### Task to complete
List every distinct year mentioned in the text below about PSKC Cimahi, in the order each first appears.
[start of Text provided]
Persatuan Sepakbola Kota Cimahi is an Indonesian football club based in Cimahi, West Java. They currently compete in the Liga 2. Their nicknames  are Laskar Sangkuriang and Panser Cimahi.

History
PSKC Cimahi was established on 2001 and has become the pride team of the people of Cimahi to this day, since they were first established, they have always been in the lowest-caste of the Indonesian League and have won achievements since the change in the competition format in the 2016 season.

PSKC Cimahi has quite brilliant achievements, they are being the only team that won the Liga 3 West Java zone for three seasons in a row (2017, 2018, 2019). PSKC Cimahi is also the team with the most number of finals in Liga 3 West Java with 4 times reaching the final round, in total, they have managed to enter the final 4 times in the Liga 3 West Java zone, from the 4 finals, PSKC won the Liga 3 West Java zone.

Their best achievement is qualifying for the first time to Liga 2 in the 2020 season since the club was founded, this happened in the 2019 season, after successfully becoming runner-up in the 2019 Liga 3 in a defeat to Persijap Jepara with a score of 1–3.
[end of Text provided]
[start of Raw records]
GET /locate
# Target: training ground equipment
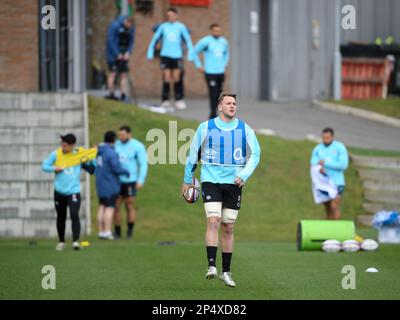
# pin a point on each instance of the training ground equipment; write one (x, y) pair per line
(78, 156)
(369, 245)
(350, 246)
(312, 233)
(331, 246)
(193, 193)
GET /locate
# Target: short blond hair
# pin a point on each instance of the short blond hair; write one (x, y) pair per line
(226, 94)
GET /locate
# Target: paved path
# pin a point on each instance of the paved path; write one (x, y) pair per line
(299, 120)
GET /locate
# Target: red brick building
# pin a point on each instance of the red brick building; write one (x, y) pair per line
(33, 59)
(19, 60)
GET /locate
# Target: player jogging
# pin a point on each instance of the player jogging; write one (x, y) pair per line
(229, 153)
(67, 189)
(172, 34)
(216, 57)
(133, 157)
(333, 158)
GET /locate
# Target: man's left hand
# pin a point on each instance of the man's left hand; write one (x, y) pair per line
(139, 186)
(239, 182)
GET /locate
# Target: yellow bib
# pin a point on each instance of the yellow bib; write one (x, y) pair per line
(76, 157)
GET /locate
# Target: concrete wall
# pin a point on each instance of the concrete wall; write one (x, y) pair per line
(30, 125)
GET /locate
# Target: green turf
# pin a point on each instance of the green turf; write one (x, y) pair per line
(389, 107)
(265, 262)
(374, 153)
(126, 270)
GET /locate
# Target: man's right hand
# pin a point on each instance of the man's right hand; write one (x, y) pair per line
(58, 169)
(185, 188)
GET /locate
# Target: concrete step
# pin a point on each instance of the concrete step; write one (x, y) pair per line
(15, 172)
(381, 186)
(41, 228)
(40, 101)
(383, 197)
(38, 136)
(376, 162)
(32, 190)
(41, 118)
(32, 209)
(380, 175)
(373, 207)
(25, 153)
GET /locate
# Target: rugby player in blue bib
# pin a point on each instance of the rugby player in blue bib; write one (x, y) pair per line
(229, 153)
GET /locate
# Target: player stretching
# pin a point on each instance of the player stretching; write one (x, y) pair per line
(171, 34)
(229, 153)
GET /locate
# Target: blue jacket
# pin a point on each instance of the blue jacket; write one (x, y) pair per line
(171, 35)
(108, 170)
(216, 54)
(68, 181)
(113, 48)
(336, 160)
(133, 157)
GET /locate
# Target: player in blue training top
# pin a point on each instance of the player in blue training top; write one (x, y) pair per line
(172, 35)
(333, 157)
(229, 153)
(119, 46)
(216, 57)
(133, 157)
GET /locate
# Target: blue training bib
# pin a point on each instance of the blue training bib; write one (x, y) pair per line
(224, 147)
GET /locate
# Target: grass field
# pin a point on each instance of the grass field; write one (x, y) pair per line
(389, 107)
(125, 270)
(266, 264)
[end of Raw records]
### Reply
2001, 2016, 2017, 2018, 2019, 2020